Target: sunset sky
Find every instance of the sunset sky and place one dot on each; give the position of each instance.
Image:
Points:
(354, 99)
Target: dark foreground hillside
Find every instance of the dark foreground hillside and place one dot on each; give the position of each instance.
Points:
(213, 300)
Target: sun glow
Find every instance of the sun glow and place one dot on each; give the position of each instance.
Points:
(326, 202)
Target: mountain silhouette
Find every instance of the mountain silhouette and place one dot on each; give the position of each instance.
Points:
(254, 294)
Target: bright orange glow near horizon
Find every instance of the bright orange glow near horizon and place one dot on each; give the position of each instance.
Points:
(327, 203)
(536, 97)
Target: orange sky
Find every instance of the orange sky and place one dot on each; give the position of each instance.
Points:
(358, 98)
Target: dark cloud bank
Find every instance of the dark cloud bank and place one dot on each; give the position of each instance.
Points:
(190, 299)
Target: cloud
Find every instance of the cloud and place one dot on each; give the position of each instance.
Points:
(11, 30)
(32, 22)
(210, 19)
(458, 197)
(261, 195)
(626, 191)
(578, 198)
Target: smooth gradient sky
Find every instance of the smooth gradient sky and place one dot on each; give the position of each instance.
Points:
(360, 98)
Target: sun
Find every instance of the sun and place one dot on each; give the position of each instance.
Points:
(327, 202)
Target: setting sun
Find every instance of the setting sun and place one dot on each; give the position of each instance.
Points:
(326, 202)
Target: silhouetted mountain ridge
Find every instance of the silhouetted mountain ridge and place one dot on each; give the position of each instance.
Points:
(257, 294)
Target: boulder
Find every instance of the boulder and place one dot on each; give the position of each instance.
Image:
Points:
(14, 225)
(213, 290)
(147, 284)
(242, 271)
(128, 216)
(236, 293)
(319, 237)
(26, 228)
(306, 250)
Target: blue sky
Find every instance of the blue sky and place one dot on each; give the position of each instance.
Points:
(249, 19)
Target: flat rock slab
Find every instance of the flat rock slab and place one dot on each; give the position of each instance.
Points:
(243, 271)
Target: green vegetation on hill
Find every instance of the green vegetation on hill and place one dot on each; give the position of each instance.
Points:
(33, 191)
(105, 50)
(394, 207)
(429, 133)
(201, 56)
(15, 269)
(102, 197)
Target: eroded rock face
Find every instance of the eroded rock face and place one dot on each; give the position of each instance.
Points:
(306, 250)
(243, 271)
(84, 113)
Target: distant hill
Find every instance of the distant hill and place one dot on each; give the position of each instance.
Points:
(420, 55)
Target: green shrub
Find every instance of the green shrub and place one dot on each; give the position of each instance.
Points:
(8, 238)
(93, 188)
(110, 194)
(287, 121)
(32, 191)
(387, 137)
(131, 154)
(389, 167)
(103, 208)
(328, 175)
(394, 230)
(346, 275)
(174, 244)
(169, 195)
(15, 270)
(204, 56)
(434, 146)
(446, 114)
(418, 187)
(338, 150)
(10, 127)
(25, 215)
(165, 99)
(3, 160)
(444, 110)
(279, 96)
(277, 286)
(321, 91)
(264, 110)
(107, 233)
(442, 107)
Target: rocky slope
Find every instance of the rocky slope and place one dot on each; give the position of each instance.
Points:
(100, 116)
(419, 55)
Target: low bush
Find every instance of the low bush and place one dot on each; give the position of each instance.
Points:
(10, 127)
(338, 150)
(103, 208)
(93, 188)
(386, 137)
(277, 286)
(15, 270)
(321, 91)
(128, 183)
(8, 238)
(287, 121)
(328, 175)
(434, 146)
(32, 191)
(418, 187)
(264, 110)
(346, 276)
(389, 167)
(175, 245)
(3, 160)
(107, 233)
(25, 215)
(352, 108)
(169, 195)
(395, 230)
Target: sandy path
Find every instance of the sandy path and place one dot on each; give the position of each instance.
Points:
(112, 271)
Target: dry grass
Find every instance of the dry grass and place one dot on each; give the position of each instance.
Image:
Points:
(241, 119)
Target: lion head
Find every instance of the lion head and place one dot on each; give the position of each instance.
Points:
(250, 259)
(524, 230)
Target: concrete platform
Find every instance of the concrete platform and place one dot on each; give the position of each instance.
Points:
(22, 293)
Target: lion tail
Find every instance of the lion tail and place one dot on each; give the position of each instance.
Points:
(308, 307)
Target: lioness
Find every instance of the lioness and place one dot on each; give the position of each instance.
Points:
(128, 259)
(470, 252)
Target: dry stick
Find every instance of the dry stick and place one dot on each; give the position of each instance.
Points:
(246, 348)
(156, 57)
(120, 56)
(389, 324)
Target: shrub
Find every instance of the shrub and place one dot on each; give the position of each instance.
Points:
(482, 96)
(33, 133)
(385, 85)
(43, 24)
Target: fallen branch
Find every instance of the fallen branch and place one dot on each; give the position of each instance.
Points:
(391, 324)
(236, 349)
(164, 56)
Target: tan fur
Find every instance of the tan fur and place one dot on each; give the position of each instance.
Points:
━━━━━━
**WHAT TO WORK ON**
Where a line above contains the word "lioness", copy that line.

**SOLUTION TO THE EXERCISE**
Target: lioness
Find every instance of the lioness and place one dot on each; give the position of each instance.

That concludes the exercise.